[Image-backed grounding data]
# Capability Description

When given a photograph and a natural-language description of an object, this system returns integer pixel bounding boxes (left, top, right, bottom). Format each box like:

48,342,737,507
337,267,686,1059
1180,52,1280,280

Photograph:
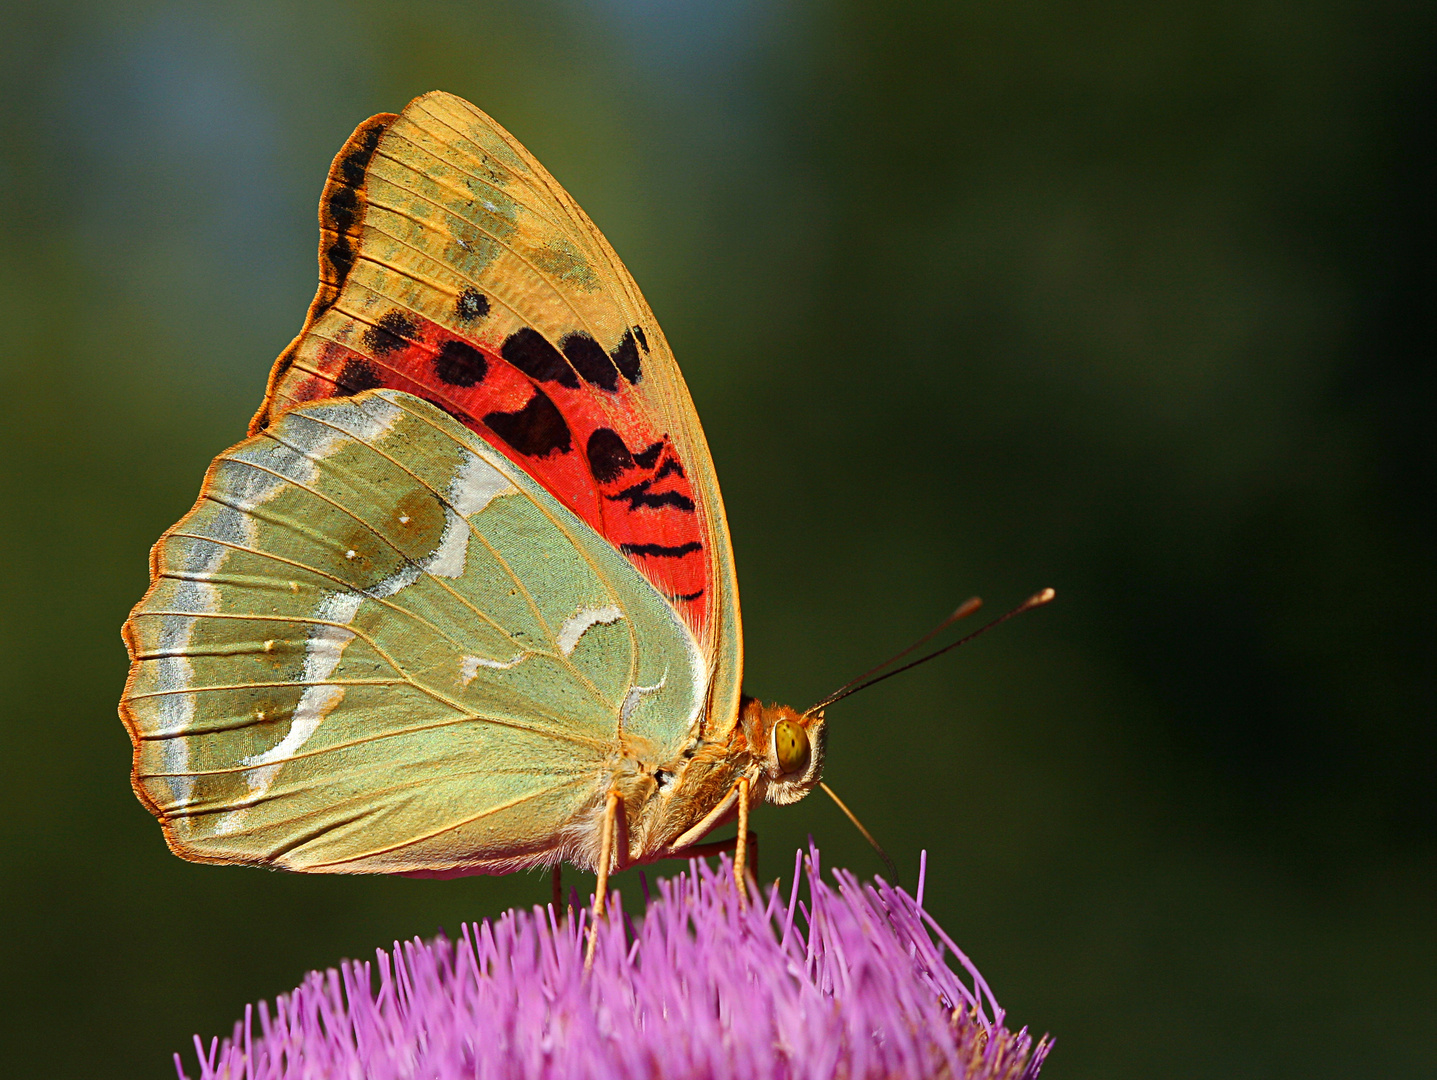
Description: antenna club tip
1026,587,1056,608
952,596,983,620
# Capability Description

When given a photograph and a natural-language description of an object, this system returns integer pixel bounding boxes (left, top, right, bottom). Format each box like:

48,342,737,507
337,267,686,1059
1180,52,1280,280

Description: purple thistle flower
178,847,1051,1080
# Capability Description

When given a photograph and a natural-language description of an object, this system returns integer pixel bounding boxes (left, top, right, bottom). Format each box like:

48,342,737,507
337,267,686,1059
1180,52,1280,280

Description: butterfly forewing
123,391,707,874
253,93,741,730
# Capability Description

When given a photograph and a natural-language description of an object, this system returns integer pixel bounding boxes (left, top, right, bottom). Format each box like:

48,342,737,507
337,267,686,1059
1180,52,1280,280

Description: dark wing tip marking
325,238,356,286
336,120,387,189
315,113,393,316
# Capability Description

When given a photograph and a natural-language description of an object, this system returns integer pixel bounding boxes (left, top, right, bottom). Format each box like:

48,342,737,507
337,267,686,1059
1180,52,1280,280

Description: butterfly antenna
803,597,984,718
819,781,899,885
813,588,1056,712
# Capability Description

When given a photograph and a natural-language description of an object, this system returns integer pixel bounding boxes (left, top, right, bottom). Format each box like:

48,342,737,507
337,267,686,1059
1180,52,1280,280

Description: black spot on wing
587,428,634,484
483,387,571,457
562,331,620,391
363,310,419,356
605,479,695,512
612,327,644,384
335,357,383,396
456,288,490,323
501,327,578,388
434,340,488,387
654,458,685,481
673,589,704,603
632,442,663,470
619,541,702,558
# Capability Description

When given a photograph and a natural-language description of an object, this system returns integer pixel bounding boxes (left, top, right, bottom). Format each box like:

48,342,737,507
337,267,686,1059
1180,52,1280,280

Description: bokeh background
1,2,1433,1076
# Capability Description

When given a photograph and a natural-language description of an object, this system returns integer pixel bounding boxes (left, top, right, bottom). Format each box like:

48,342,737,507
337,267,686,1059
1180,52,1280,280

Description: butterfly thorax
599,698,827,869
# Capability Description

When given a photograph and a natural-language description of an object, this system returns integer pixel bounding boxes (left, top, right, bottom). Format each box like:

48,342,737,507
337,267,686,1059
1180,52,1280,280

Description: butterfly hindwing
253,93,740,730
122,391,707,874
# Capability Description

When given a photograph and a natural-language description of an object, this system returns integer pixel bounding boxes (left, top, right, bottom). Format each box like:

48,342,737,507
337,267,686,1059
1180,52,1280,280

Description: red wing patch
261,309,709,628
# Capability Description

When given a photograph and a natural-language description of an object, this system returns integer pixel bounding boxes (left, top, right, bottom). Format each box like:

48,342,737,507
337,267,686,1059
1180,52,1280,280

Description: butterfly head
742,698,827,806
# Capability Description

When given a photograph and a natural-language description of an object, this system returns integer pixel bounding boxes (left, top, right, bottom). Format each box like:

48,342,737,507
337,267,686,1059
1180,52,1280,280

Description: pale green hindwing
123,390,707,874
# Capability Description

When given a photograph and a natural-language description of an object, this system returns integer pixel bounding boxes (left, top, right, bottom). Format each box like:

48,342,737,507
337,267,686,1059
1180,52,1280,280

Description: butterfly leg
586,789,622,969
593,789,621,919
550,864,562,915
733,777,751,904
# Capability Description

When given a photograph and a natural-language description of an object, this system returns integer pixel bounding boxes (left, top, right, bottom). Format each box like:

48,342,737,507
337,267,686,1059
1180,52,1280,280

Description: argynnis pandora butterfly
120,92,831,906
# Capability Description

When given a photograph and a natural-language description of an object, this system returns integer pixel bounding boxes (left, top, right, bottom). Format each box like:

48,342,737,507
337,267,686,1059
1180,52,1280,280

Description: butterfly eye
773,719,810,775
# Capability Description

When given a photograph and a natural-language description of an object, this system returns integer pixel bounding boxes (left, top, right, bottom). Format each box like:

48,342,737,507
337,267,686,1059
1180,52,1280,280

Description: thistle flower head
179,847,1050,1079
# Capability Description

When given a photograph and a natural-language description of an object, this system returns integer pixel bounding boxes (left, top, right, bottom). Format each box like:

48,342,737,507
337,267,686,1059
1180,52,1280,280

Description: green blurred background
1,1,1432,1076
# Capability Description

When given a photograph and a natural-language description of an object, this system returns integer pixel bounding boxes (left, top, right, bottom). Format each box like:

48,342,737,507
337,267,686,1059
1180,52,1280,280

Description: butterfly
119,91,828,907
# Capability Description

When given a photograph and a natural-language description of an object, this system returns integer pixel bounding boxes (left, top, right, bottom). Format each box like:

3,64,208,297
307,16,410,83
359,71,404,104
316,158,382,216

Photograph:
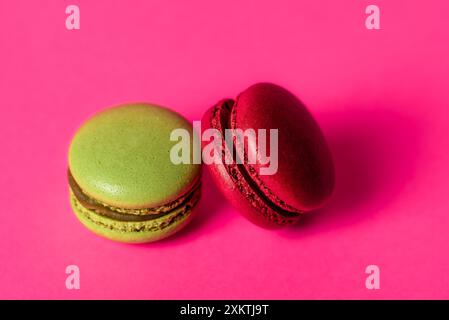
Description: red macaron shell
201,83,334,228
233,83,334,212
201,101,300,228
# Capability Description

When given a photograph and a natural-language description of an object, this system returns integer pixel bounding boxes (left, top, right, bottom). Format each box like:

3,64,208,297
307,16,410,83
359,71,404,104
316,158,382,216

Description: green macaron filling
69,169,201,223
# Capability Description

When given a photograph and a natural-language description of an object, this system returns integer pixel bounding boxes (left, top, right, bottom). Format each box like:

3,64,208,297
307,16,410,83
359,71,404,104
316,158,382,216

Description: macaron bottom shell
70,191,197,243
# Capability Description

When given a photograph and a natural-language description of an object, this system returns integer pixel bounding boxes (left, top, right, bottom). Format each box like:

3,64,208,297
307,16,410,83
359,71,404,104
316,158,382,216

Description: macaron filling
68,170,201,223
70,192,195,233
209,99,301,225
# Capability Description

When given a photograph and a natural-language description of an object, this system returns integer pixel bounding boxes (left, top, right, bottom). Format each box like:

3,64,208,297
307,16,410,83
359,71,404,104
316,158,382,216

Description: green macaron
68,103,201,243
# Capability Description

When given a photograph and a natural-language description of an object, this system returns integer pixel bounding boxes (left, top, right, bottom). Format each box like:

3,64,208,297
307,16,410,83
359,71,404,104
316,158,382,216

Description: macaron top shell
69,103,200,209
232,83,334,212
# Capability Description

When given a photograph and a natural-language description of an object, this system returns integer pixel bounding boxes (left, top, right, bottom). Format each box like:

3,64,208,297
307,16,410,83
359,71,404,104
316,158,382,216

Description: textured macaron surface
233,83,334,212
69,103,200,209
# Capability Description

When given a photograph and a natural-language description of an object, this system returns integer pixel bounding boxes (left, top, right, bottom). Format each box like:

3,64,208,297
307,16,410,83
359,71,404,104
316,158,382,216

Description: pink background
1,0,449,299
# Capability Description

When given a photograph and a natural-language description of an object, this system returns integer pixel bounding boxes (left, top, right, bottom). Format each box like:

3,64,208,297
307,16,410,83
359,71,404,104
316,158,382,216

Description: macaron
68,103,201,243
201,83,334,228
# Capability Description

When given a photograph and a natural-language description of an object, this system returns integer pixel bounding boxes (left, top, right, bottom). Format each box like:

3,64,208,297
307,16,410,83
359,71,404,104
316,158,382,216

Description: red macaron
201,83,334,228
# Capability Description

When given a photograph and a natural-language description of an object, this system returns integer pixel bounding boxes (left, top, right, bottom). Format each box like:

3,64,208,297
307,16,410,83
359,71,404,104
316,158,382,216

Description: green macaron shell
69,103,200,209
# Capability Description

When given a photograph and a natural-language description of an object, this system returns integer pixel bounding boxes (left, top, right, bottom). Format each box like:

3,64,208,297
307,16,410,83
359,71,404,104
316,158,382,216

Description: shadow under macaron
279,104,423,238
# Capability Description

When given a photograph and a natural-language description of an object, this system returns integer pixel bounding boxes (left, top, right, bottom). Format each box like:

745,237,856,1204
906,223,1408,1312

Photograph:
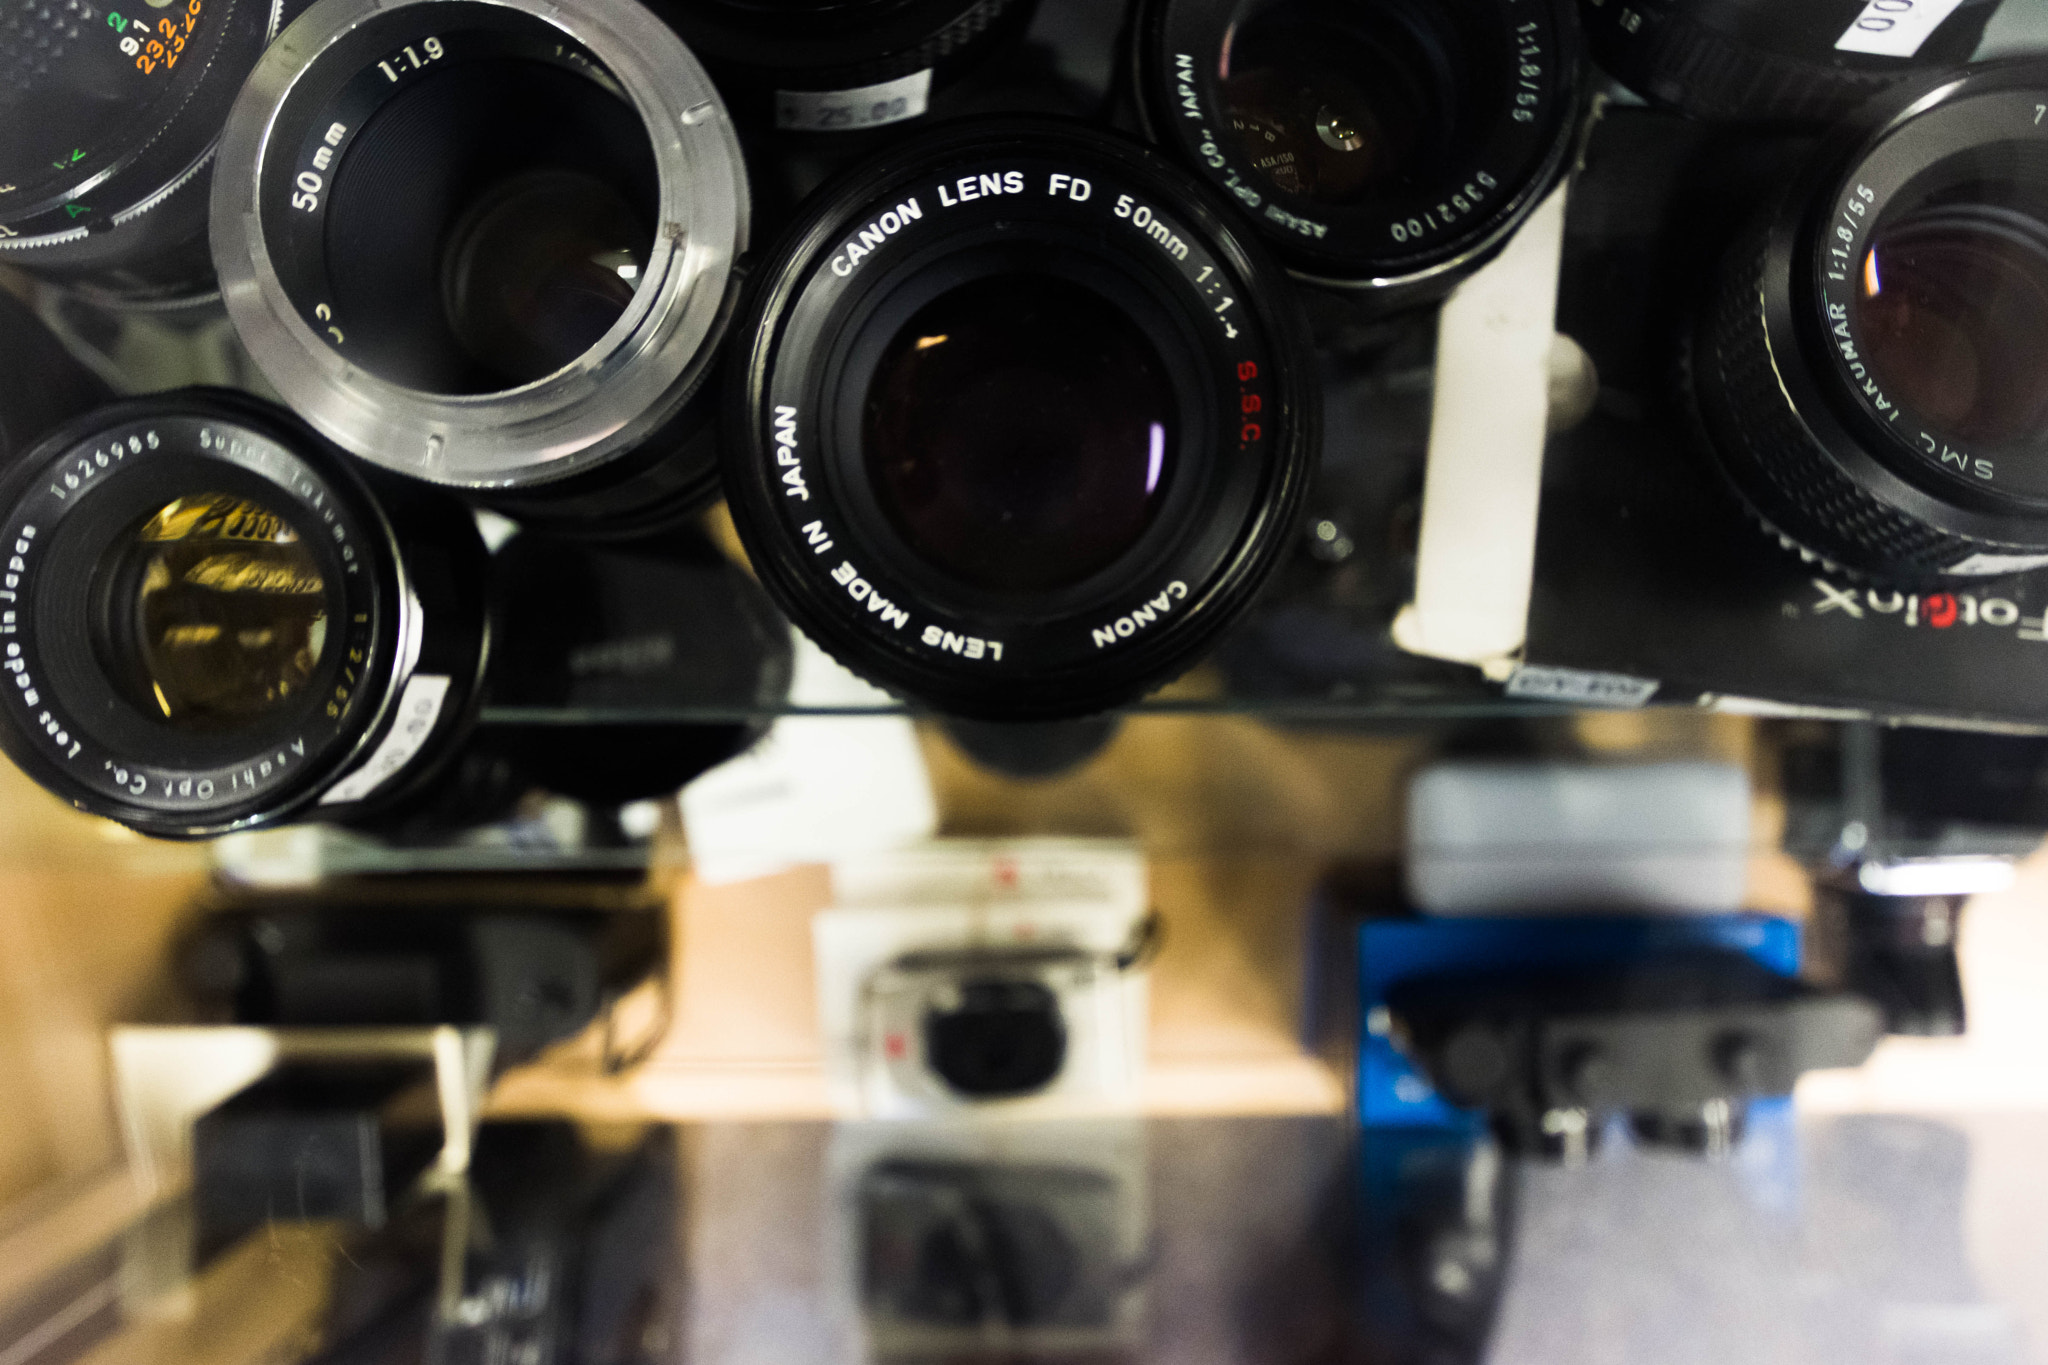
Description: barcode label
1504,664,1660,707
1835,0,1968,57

• _Try it_:
Exclude the pictures and reproduce every entry exactly.

• _Result of this exercise_:
# Capability Description

When given a photograph and a natural-language description of an object, this system returns integer pixel bounding boxes (left, top, right, bottom). Format each box like:

48,342,737,507
337,267,686,1059
1180,52,1280,280

Photograph:
Description: antenna club tip
1026,587,1056,608
952,596,983,620
# Capability Description

When given a photograph and a natural-language description of an object, this system returns integer pixel bounding boxes (left, top, right, bottom). Format each box like:

48,342,737,507
337,267,686,1059
1180,52,1280,280

Description: purple thistle flower
178,847,1051,1080
# Capability Description

When given a photograph and a natural-language description of an object, this system returns integer pixel bounding boxes (left, top, right, bottom). Format each box like:

48,342,737,507
337,267,686,1059
1180,52,1280,280

Description: butterfly forewing
123,391,707,874
253,93,741,730
# Capability Description

When given a photograph and a natural-language description of an object, this system returns integer pixel bounding boxes (left, top, right, bottom). Format each box like:

48,342,737,507
337,267,686,1059
1180,52,1280,280

Description: dark wing tip marking
325,238,356,286
336,120,387,189
315,113,393,316
# Capability Description

When given a photograph and a natural-language description of an object, this system returns integer pixel bounding boxes (left, top, right, bottom). Format each box like:

48,342,737,507
337,267,686,1059
1180,52,1280,280

Description: butterfly antenna
803,597,984,718
819,781,899,885
813,588,1056,712
# Capability Description

When given a photograph and a natural-language description of an object, this system returns integer pixel bounding boxes (left, top, right, bottom). Format each box like:

48,342,737,507
337,267,686,1059
1180,52,1280,280

Description: black spot on wing
587,428,634,484
483,387,571,457
562,331,620,391
363,310,419,356
605,479,695,512
612,327,644,384
335,357,383,396
456,288,490,323
501,327,578,388
434,340,488,387
654,458,685,481
673,589,704,603
632,442,663,470
619,541,702,558
# Capability Description

When given a photograph and a natural-language description of an object, this system returns integer pixel bounding boxes (left, top, right, bottom). Format each box like:

48,342,737,507
337,267,686,1059
1180,52,1280,280

Description: bokeh background
1,2,1433,1076
# Capability Description

When given a photograph and a natural-language description of an object, this system returns integer pixel bounding boxes (left, top, right, bottom). Format each box like:

48,342,737,507
337,267,686,1059
1180,52,1280,280

Description: butterfly thorax
599,698,827,869
# Capability Description

When given a photograph and a natural-language description of an object, this system returns integer pixel bounding boxes (left, top, right, bottom). Format each box like:

48,342,737,507
337,267,686,1059
1180,52,1280,280

Description: butterfly hindwing
253,93,740,730
122,391,707,874
# Capability Description

When given a photograph and a natural-language description of an object, this system returns integer pixel bounding boxes (left, top, right, bottom). Format each box like:

48,342,737,507
337,267,686,1059
1180,52,1280,280

Description: red wing patch
261,309,709,628
# Capability Description

When given a photograph and a natural-language description of an object, this system returns integer pixel bounding boxes (left, top, right, bottom). Format each box like:

48,342,737,507
337,267,686,1059
1180,52,1280,280

Description: butterfly head
742,698,827,806
# Capability Description

When given a photograph and a natural-language description of an object, this system returns integer pixel bounding boxes (left, top, right, bottom). Format each box like:

48,342,737,507
337,267,686,1059
1180,52,1280,280

Description: pale green hindwing
123,390,707,874
# Capability Description

When given a photograph and a natural-language description of an object, this system returns integer pixel bounding boxes (left, top, right, bottom). Format each box like:

48,342,737,507
337,267,686,1059
1180,52,1280,280

Description: butterfly leg
586,789,622,969
593,789,621,919
550,864,562,915
733,777,751,904
# Capability Description

When given a photograph and a natural-language description of an object, this system returns integer pixel bounding boxes (left, top, right, bottom). Format each box like:

48,342,737,507
337,267,686,1059
1180,52,1280,280

Description: argynnis pandora butterfly
120,92,831,906
# Capability Description

When given a photograph and a natural-language description of an object, this system returns integer pixel bounding boxes (left, top, right, bottom). Format each box like:

48,342,737,507
337,267,686,1059
1180,52,1280,280

Description: butterfly eye
773,719,810,775
# Capability Description

When given a photograph and a natural-language description of an object, this system returns integer pixel bounding boxes (left, top, right, bottom). Format each box like:

48,342,737,507
337,267,686,1059
1180,52,1280,280

Description: thistle flower head
179,847,1050,1079
# Capability Description

When given a photograph and a natural-language description of an object, this system returns integer pixel bounding boxes (left, top, right, bottom). Format each box like:

48,342,737,507
337,267,686,1059
1180,52,1280,280

Description: green blurred background
1,1,1432,1076
# Capability Description

When given a photograph and a natural-language description of an object, this system returns integer pixel bounding boxes (left, top, right, bottom). Format each box like:

48,342,737,507
337,267,686,1059
1180,52,1280,280

Description: butterfly
119,91,828,907
# Capability Description

When given a photograph and a natural-language description of an object, this system returns integer pixel bounding boxes (left, top, right, bottom). Format each box like:

3,64,208,297
307,16,410,83
359,71,404,104
316,158,382,216

Photograph:
Description: red macaron shell
201,83,334,228
233,83,334,212
201,101,300,228
# Capability Description

When given a photograph and a natural-language description of an object, this system returns integer pixel bounding boxes (left, top, right, bottom). Format each box like:

3,64,208,297
307,16,410,83
359,71,404,104
316,158,382,216

Description: green macaron filling
69,169,201,223
# Capability Description

When given a photograph and a natural-language description of an object, this system returns integer pixel bounding boxes (left, top, right, bottom). Format each box like:

3,64,208,297
307,16,410,83
359,71,404,104
316,158,382,216

Description: macaron bottom shell
70,191,197,243
# Capability Description

When given a photograph and a natural-language description of an object, this system returns integer pixel bounding boxes (left, top, right, bottom). Format each box like:

3,64,208,297
307,16,410,83
359,71,404,104
316,158,382,216

Description: macaron filling
68,170,201,223
70,192,195,233
209,99,301,225
# Capability Description

When given a photograph and a natural-language description of an object, this system returns integer pixel bounding boxes (left, top, right, bottom). Format each box like:

3,64,208,297
307,16,410,83
359,71,404,104
316,158,382,216

Description: green macaron
68,103,201,243
# Capability Description

When given a photograph and a natural-language description of an object, this system returns integer pixel bounding boxes (left, top, right, bottom). Format each box like:

3,64,208,297
307,16,410,83
359,71,404,104
316,158,382,216

Description: macaron top shell
69,103,200,209
232,83,334,212
# Capability Description

When given a photograph and a natural-language description of an object, this system returns integer pixel bounding boxes (left, top, right, bottom). Format each box like:

3,64,208,297
307,16,410,83
359,71,404,104
316,158,382,216

Description: textured macaron surface
233,83,334,212
69,103,200,209
# Capability Description

When given a photograph and a natural-language description of an object, this system returns integer pixel bounding boxes (left, top, right, bottom). Format each box like:

3,64,208,297
307,16,410,83
359,71,404,104
316,158,382,216

Description: pink background
1,0,449,299
# Capability Description

When given a photograph and a natural-language description of an object, this system returns integer pixel bounding boxes (left, top, right, bottom). Format each box like:

3,64,208,297
307,16,410,83
359,71,404,104
316,158,382,216

Description: macaron
68,103,201,243
201,83,334,228
# Capability Description

When given a photograph and a natural-language description of an object, this system returns integer pixel bounding boxes (left, top, right, bottom). Format each box like:

3,64,208,297
307,16,410,83
359,71,404,104
316,158,382,216

Description: red macaron
201,83,334,228
# Capability Description

When given a photograph and a natural-language description of an object, this system returns integer pixel bounding boxes (left, top, right, bottom). Format each box like:

3,64,208,297
307,16,410,83
359,71,404,104
316,158,382,216

Description: green macaron shell
69,103,200,209
# Capability Description

When given a photograph and a natural-language description of an object, this system returns integer pixel bounding boxes (left, top, right, bottom). Format each box like:

3,64,208,297
307,16,410,83
359,71,404,104
316,158,382,216

Description: shadow under macaron
279,104,423,238
# Capability Description

When given a photograph and a natural-language description of an object, this system returns integer pixel bounding boxes (left, top, right, bottom). Format each box like:

745,237,856,1204
906,223,1408,1312

Photograph:
Description: barcode label
1504,664,1660,707
1835,0,1968,57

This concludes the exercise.